## TASK INPUTS
_ _ _ _ _ _ _

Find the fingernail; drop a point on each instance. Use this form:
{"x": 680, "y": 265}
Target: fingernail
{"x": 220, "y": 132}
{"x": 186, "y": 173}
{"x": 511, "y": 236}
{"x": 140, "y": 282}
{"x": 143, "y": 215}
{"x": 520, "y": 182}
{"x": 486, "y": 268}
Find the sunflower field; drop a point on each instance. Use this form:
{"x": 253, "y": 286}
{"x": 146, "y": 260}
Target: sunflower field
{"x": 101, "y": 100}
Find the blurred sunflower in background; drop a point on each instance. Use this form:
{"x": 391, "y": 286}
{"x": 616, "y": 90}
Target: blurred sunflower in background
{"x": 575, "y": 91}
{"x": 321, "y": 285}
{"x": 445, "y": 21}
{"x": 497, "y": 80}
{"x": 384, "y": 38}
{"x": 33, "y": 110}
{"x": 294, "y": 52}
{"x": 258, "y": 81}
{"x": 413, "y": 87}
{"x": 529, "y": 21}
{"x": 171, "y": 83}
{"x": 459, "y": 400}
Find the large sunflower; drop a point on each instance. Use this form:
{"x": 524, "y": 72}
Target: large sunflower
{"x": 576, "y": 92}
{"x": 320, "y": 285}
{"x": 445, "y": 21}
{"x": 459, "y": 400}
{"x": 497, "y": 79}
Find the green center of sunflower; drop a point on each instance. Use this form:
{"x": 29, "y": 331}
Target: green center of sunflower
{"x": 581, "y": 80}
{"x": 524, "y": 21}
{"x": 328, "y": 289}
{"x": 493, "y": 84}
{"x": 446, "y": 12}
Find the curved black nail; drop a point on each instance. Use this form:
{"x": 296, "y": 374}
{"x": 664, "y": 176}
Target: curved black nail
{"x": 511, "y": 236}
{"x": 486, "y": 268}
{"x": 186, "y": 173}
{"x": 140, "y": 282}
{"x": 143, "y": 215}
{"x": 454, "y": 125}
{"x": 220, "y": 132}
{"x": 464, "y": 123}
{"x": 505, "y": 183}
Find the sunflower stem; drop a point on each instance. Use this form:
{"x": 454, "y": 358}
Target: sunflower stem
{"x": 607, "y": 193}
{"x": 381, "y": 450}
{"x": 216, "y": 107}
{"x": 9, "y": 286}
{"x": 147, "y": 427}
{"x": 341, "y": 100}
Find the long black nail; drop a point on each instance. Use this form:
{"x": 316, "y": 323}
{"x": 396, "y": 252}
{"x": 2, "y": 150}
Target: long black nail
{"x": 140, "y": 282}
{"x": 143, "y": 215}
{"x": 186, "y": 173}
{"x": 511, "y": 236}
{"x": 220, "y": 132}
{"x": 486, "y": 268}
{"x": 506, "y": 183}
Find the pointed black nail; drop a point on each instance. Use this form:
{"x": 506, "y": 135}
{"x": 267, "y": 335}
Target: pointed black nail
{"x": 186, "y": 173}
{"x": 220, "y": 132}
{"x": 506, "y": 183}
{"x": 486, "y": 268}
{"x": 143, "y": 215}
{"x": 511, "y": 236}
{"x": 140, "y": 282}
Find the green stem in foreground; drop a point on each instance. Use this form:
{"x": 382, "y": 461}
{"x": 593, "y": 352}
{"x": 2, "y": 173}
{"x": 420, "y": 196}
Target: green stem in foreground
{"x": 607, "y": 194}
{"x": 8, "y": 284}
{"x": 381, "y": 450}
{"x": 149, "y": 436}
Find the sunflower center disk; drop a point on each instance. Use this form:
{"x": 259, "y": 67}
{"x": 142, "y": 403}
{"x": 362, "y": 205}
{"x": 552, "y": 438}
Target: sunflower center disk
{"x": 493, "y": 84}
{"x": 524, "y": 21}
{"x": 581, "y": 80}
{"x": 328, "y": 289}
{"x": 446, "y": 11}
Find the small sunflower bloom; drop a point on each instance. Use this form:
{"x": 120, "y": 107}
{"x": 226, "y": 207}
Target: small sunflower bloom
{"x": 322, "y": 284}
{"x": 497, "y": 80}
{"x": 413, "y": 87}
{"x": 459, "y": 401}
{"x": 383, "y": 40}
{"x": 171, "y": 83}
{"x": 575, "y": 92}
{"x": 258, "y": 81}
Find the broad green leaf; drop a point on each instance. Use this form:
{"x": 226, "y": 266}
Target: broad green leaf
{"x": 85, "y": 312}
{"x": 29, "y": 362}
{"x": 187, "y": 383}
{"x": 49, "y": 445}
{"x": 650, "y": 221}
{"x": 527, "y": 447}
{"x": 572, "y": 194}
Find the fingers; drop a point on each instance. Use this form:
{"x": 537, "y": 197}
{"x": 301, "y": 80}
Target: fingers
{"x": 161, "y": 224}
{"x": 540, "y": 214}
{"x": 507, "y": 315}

_ _ _ _ _ _ _

## EXERCISE BRIEF
Turn all of the data above into a numbered list, leaving out any blank lines.

## RESPONSE TO THIS TASK
1. Find the fingernail; drop a point on each instance. Use this form:
2. {"x": 680, "y": 265}
3. Target: fingernail
4. {"x": 220, "y": 132}
5. {"x": 186, "y": 173}
6. {"x": 511, "y": 236}
7. {"x": 140, "y": 282}
8. {"x": 143, "y": 215}
9. {"x": 520, "y": 182}
10. {"x": 486, "y": 268}
11. Find the sunflower field; drop a point on each instance. Use this form:
12. {"x": 253, "y": 286}
13. {"x": 146, "y": 260}
14. Target: sunflower field
15. {"x": 101, "y": 100}
16. Find the blurred sunflower in background; drop a point on each instance. Use this form:
17. {"x": 391, "y": 286}
18. {"x": 616, "y": 90}
19. Target: blurred sunflower in background
20. {"x": 575, "y": 91}
21. {"x": 321, "y": 285}
22. {"x": 445, "y": 21}
23. {"x": 497, "y": 80}
24. {"x": 384, "y": 38}
25. {"x": 33, "y": 110}
26. {"x": 294, "y": 52}
27. {"x": 258, "y": 81}
28. {"x": 413, "y": 87}
29. {"x": 529, "y": 21}
30. {"x": 171, "y": 83}
31. {"x": 459, "y": 400}
32. Find the large sunflower; drop a point on each instance. Use this form:
33. {"x": 524, "y": 72}
34. Target: large sunflower
35. {"x": 576, "y": 92}
36. {"x": 320, "y": 285}
37. {"x": 445, "y": 21}
38. {"x": 459, "y": 400}
39. {"x": 497, "y": 79}
40. Find the green center of sunflower; drop a point on each instance. Use this form:
41. {"x": 29, "y": 331}
42. Target: green center of sunflower
43. {"x": 581, "y": 80}
44. {"x": 524, "y": 21}
45. {"x": 328, "y": 289}
46. {"x": 493, "y": 84}
47. {"x": 446, "y": 12}
48. Find the curved black nail; drop a point on each instance. Use this form:
49. {"x": 296, "y": 374}
50. {"x": 664, "y": 176}
51. Target: curved black nail
52. {"x": 511, "y": 236}
53. {"x": 486, "y": 268}
54. {"x": 186, "y": 173}
55. {"x": 140, "y": 282}
56. {"x": 143, "y": 215}
57. {"x": 454, "y": 125}
58. {"x": 220, "y": 132}
59. {"x": 464, "y": 123}
60. {"x": 505, "y": 183}
61. Find the sunflower stem; drop a point on each instance. Use this form:
62. {"x": 454, "y": 358}
63. Target: sunflower stem
64. {"x": 607, "y": 193}
65. {"x": 381, "y": 450}
66. {"x": 216, "y": 107}
67. {"x": 9, "y": 286}
68. {"x": 147, "y": 427}
69. {"x": 341, "y": 100}
70. Find the long black nail; drop a point on each instance. Use this form:
71. {"x": 316, "y": 323}
72. {"x": 396, "y": 252}
73. {"x": 2, "y": 150}
74. Target: long black nail
75. {"x": 140, "y": 282}
76. {"x": 143, "y": 215}
77. {"x": 186, "y": 173}
78. {"x": 511, "y": 236}
79. {"x": 220, "y": 132}
80. {"x": 486, "y": 268}
81. {"x": 506, "y": 183}
82. Find the pointed black nail; drop a point on each instance. Use this form:
83. {"x": 506, "y": 135}
84. {"x": 267, "y": 335}
85. Target: pointed black nail
86. {"x": 186, "y": 173}
87. {"x": 220, "y": 132}
88. {"x": 506, "y": 183}
89. {"x": 486, "y": 268}
90. {"x": 143, "y": 215}
91. {"x": 511, "y": 236}
92. {"x": 140, "y": 282}
93. Find the green stem in foreground; drop a point on each instance. Use this form:
94. {"x": 382, "y": 461}
95. {"x": 593, "y": 352}
96. {"x": 2, "y": 173}
97. {"x": 420, "y": 196}
98. Target: green stem in foreground
99. {"x": 607, "y": 194}
100. {"x": 8, "y": 284}
101. {"x": 381, "y": 450}
102. {"x": 149, "y": 436}
103. Find the sunflower center disk; drop a point on each instance. Use this form:
104. {"x": 259, "y": 67}
105. {"x": 142, "y": 403}
106. {"x": 362, "y": 205}
107. {"x": 552, "y": 438}
108. Target: sunflower center disk
109. {"x": 493, "y": 84}
110. {"x": 524, "y": 21}
111. {"x": 581, "y": 80}
112. {"x": 328, "y": 289}
113. {"x": 446, "y": 11}
114. Find the small sunflower bloom; drop a point on each instance. Use this form:
115. {"x": 120, "y": 107}
116. {"x": 226, "y": 207}
117. Target: small sunflower bloom
118. {"x": 322, "y": 284}
119. {"x": 497, "y": 80}
120. {"x": 413, "y": 87}
121. {"x": 459, "y": 401}
122. {"x": 383, "y": 40}
123. {"x": 171, "y": 83}
124. {"x": 575, "y": 92}
125. {"x": 258, "y": 81}
126. Find the broad green leaf; drop a point on each instance. Use this form:
127. {"x": 226, "y": 266}
128. Target: broad green leaf
129. {"x": 85, "y": 312}
130. {"x": 29, "y": 362}
131. {"x": 187, "y": 383}
132. {"x": 49, "y": 445}
133. {"x": 650, "y": 221}
134. {"x": 527, "y": 447}
135. {"x": 572, "y": 194}
136. Find the fingers; drop a point on each instance. Use this form:
137. {"x": 537, "y": 197}
138. {"x": 301, "y": 80}
139. Target: fingers
140. {"x": 161, "y": 224}
141. {"x": 540, "y": 214}
142. {"x": 507, "y": 315}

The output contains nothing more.